A CASA DA MENINA SENHORA

A casa está lá, como eu imaginei tantas vezes depois de passar os olhos em alguns cartões postais: caiada, branca, muitas janelas, um porão escavado, vários cômodos, um pomar, uma porta de entrada, outras de saída. Ao lado, tranquilamente corre o Rio Vermelho. Um casarão velho? Sim, mais parecido com uma nau adormecida no colo das águas. E a moradora? Partiu há algum tempo, no dia 10 de abril de 1985. Sua presença, entretanto, ainda permanece nos objetos espalhados nos vários cantos.
Falo da poeta Ana Lins dos Guimarães Peixoto Bretas e de sua casa velha da Ponte, no cerrado goiano. Nesta mesma casa fiquei sabendo, conversando com alguns moradores, que a poeta recebeu o nome de Ana em homenagem à santa padroeira da cidade. O ano era 1889. O Brasil? Um país em travessia: a mão-de-obra escrava negra era substituída pelo trabalho livre e a Monarquia dava lugar à República.
Mesmo com as mudanças da época às mulheres restava, quase sempre, aceitar o destino traçado pela família e mais tarde pelo futuro marido, normalmente escolhido pelo pai da moça. Mas Ana queria mais. Personalidade inquieta, apresentou os primeiros sinais de rebeldia aos 15 anos quando decidiu, para preservar seus escritos da censura familiar, adotar o pseudônimo de Cora. Um segundo momento marcante de rebeldia aconteceu aos 20 anos, quando movida pela paixão e o desejo de liberdade, fugiu com Cantídio, homem 22 anos mais velho, separado e com filhos. Daí para frente  não parou mais: alistou-se como enfermeira na Revolução de 32, escreveu um manifesto para a formação de um partido feminino e aos 70 anos, com o aval de Carlos Drummond de Andrade, publicou seu primeiro livro de poemas.
Se a casa velha da Ponte, apesar da beleza arquitetônica, não despertou em mim grandes surpresas, porque pouca diferença tinha daquela imagem que eu trazia dos postais, a história de Cora Coralina, narrada pelos seus conterrâneos, me surpreendeu bastante e acordou em mim fortes lembranças de meus antepassados.
Durante a minha infância ouvi muitas vezes minha tia Teresinha, por quem eu tenho um grande afeto,  contar nos finais das tardes, entre um gole de café e um pedaço de bolo de cenoura coberto com chocolate, a história de Maria do Carmo, irmã caçula da minha avó Aurora, de rosto quase idêntico ao da poeta de "Estórias da Casa Velha da Ponte", que em meados do século passado, também como Cora Coralina, no auge dos seus 20 anos, não temeu quebrar as amarras e escolher o próprio destino.
Contou-me tia Teresinha - que afirma que apesar dos cinco anos de idade recorda-se de todos os detalhes daquele dia  - que Maria do Carmo a levou, como fazia religiosamente, para tomar sol e brincar com outras crianças na praça da cidade. Maria do Carmo tinha um grande carinho pela sobrinha, afinal a menina era a única criança da casa, com todos os mimos merecidos.

→ **DESCRIÇÃO DO PROBLEMA**
Retorne, sem qualquer alteração, o trecho do texto sobre a casa de Cora Coralina que começa em "A CASA DA MENINA" e segue até "nos vários cantos.".

→ **DADOS DISPONÍVEIS**
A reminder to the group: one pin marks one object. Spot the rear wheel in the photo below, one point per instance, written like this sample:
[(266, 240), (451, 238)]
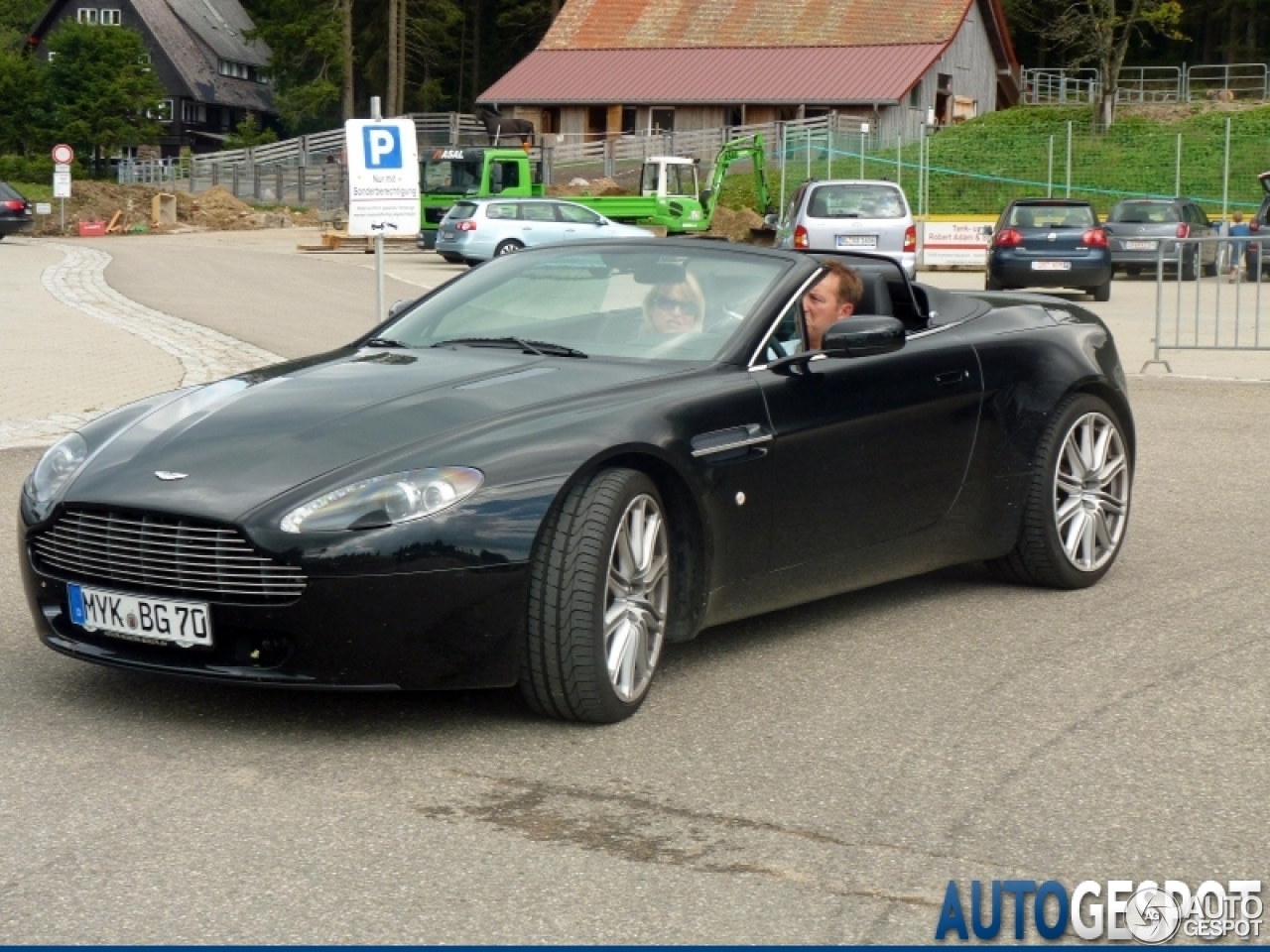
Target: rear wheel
[(599, 597), (1078, 506)]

→ **RESULTADO ESPERADO**
A CASA DA MENINA SENHORA

A casa está lá, como eu imaginei tantas vezes depois de passar os olhos em alguns cartões postais: caiada, branca, muitas janelas, um porão escavado, vários cômodos, um pomar, uma porta de entrada, outras de saída. Ao lado, tranquilamente corre o Rio Vermelho. Um casarão velho? Sim, mais parecido com uma nau adormecida no colo das águas. E a moradora? Partiu há algum tempo, no dia 10 de abril de 1985. Sua presença, entretanto, ainda permanece nos objetos espalhados nos vários cantos.